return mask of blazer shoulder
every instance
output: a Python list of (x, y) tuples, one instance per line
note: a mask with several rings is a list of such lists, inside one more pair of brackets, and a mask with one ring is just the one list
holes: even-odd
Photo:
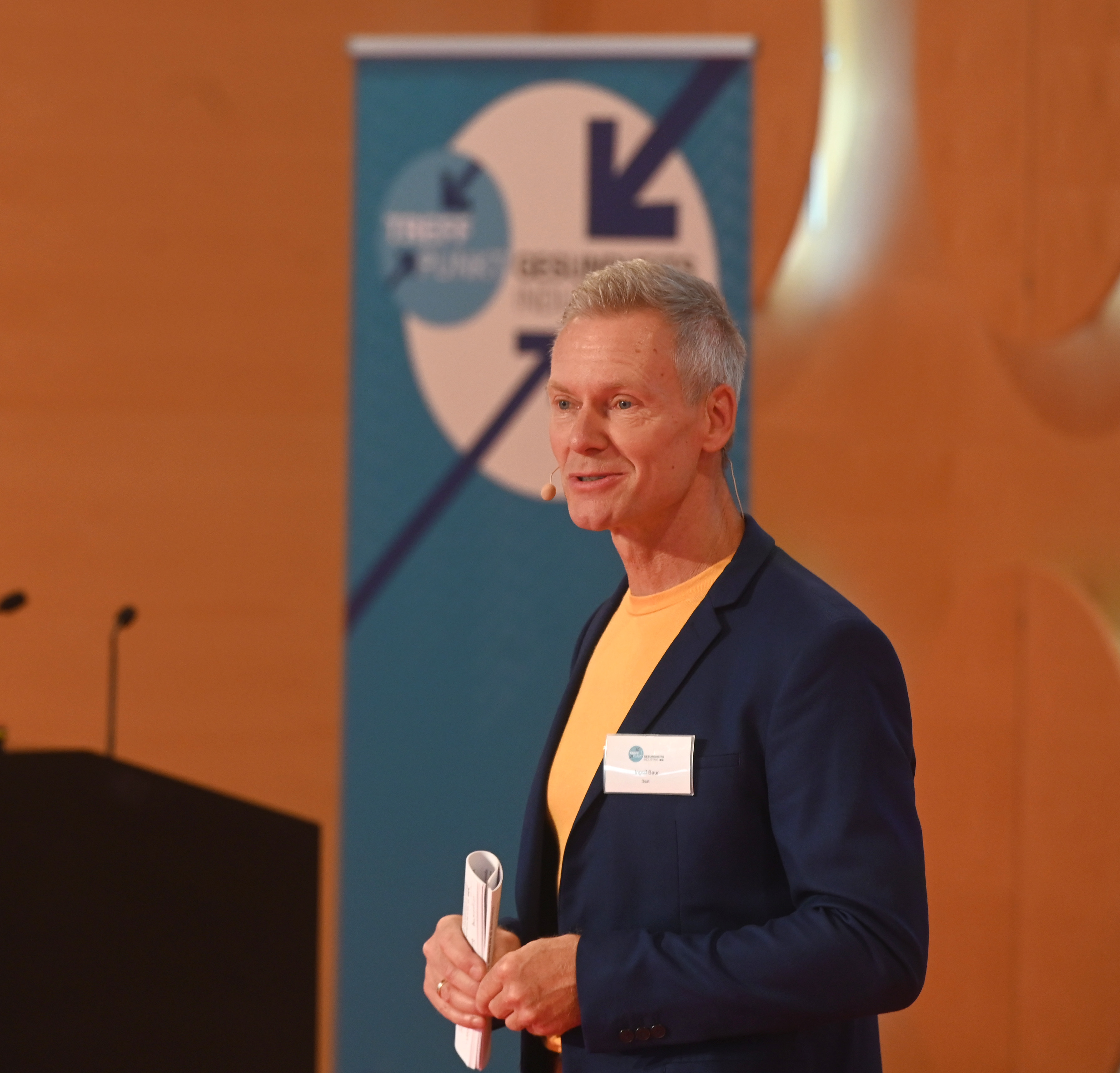
[(747, 608), (791, 654), (840, 634), (862, 636), (894, 653), (889, 638), (864, 612), (781, 548), (774, 549)]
==================================================
Rewrite the material above with "blazer shoulder" replaced by "jacket shoulder" and everything else left unchanged. Leave out the pictures.

Result of the exercise
return mask of jacket shoulder
every instance
output: a Python list of (x, y) tuples, one instance per line
note: a mask with several rings is a list of such lists, inside one more pair of brackets, and a mask with one ring is just the one list
holes: even-odd
Photo:
[(747, 608), (791, 654), (840, 634), (862, 636), (894, 653), (889, 638), (864, 612), (781, 548), (774, 549)]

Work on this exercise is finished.